▶ **What to produce**
Which lines of the records contain the word "dark"? Find them and copy each one.

## begin

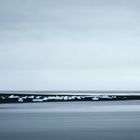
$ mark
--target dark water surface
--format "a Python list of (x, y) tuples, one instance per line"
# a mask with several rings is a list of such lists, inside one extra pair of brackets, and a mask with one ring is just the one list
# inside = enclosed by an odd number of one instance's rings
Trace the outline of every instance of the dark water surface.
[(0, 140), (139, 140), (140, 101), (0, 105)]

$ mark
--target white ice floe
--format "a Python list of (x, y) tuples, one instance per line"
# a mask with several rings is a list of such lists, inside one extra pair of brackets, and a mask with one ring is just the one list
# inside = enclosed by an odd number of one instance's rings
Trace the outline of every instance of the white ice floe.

## end
## begin

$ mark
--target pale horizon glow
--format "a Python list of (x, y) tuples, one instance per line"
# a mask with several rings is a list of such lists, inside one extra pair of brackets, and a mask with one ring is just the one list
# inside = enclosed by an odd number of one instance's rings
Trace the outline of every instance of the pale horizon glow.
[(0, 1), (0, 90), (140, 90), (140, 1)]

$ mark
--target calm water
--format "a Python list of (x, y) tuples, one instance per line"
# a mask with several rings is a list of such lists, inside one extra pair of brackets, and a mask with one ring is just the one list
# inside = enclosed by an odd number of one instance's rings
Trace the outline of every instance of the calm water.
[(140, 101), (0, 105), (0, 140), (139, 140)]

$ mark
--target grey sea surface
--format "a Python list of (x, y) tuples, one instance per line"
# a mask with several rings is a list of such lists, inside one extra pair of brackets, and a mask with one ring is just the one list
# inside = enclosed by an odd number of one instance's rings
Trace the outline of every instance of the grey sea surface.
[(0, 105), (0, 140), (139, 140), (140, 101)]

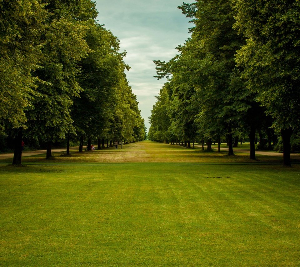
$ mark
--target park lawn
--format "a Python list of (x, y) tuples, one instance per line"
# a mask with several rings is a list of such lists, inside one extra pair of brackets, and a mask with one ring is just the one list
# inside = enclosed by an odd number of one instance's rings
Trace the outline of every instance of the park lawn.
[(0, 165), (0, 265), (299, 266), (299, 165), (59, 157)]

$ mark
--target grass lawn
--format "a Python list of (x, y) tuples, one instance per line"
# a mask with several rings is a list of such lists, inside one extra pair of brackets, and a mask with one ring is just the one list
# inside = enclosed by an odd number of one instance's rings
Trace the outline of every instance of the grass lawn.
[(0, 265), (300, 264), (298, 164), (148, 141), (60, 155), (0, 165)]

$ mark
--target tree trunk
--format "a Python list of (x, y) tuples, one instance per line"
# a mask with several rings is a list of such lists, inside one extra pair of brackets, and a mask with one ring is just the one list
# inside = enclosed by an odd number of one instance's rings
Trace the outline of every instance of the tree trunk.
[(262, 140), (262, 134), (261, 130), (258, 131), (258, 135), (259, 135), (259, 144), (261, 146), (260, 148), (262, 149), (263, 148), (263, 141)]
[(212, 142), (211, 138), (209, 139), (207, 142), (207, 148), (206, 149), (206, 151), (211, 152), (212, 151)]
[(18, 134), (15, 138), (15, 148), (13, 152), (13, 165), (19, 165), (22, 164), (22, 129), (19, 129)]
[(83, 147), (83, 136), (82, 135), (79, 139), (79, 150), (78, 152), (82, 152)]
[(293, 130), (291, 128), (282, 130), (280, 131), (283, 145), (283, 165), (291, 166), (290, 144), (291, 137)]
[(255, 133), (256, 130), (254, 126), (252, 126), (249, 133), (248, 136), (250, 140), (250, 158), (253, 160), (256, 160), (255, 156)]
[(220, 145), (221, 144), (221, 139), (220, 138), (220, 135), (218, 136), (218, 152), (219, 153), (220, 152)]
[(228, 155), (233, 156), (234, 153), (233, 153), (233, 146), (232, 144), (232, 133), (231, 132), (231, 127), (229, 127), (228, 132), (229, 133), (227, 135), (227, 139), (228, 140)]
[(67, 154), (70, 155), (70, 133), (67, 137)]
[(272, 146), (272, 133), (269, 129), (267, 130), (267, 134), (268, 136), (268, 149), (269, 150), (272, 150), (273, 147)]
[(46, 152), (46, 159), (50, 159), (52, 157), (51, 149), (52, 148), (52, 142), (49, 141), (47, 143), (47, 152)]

## end

▶ **Solution to this task**
--target dark water surface
Trace the outline of every instance of the dark water surface.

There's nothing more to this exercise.